[Region pointing data]
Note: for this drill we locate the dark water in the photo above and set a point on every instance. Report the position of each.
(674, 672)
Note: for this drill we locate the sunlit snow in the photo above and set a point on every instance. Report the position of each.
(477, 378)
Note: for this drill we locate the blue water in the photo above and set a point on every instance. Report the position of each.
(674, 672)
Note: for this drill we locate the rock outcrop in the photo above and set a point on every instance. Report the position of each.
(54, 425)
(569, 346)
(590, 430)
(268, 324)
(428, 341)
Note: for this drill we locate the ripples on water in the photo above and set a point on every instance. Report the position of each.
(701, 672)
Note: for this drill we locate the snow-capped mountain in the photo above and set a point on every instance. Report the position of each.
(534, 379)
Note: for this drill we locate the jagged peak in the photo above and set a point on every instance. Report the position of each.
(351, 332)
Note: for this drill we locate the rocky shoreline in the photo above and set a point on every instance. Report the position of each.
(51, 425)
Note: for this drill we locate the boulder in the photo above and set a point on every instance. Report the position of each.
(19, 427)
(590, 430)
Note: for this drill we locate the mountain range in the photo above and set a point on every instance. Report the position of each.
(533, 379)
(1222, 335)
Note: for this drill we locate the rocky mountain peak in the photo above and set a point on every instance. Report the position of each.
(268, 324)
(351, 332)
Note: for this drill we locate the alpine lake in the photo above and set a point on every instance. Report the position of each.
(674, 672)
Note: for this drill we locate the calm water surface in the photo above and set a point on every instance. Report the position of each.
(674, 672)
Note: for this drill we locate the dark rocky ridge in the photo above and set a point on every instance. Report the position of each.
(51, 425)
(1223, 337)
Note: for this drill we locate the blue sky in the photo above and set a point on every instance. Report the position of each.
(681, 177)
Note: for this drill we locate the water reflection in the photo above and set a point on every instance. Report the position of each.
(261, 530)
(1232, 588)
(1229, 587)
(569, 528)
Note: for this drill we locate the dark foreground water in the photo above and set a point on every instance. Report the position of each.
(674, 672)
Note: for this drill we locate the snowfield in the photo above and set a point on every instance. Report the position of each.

→ **Action item**
Transcribe the records above exactly.

→ **Solution to this problem**
Note: for this drill we locate the dark water in the photo above and set a point on every instance. Report the position of each.
(674, 672)
Note: for this drill we locate the sunlit snow in the photo above and set a point on every instance. Report the position of each.
(477, 378)
Note: for this drill we locate the blue water in the photo above and set a point on every instance. Report the position of each.
(674, 672)
Note: for this drill we locate the rock outcrop in the photo above and set a point on every instance. Report the position of each.
(54, 425)
(569, 346)
(590, 430)
(268, 324)
(428, 341)
Note: for this drill we locate the ripples on water in the photo above and set a point on every instance. Report the position of each.
(701, 672)
Note: for this drill we locate the snow-capped mountain in the photo above and set a point on every instance. Report the position of each.
(534, 379)
Note: for this drill we locate the jagged peak in the photo above and set a point on every instance. Report the position of each.
(351, 332)
Note: for this drill we locate the rocky shoreline in the photo above and set a point on every instance. Report the position of each.
(51, 425)
Note: for this drill we locate the boulder in the photo above and set a point on every instance. Report the position of each.
(19, 427)
(590, 430)
Note: for this drill we locate the mountain range in the photo above and set a point on every instance. Report the position of each.
(533, 379)
(1222, 335)
Note: for this drill we locate the rocky mountain peak in the photo above and set a point on every instance. Report the position of each.
(268, 324)
(351, 332)
Note: for this drill we locate the alpine lake in the photo above and set a point on every instance. Report the position of each.
(674, 672)
Note: for this drill we locate the calm water surface in the photo above and set a point on every instance. Report the position of each.
(674, 672)
Note: for this drill we locate the dark rocky ridge in the photo above and set a point on every instance. Report the position of each.
(51, 425)
(1223, 337)
Note: for this drill we locate the blue sky in the photo above and set a point on every instance. Report the position of each.
(681, 177)
Note: for this drill we locate the water reflection in the photo above and set a point on every instance. Report the position of each.
(261, 530)
(1232, 588)
(1229, 587)
(569, 528)
Note: for this drill we locate the dark foreground water in the photo above and set a point on every instance. Report the position of each.
(674, 672)
Note: for this drill we locate the snowfield in the photo above and set a point on every instance. Report the position of each.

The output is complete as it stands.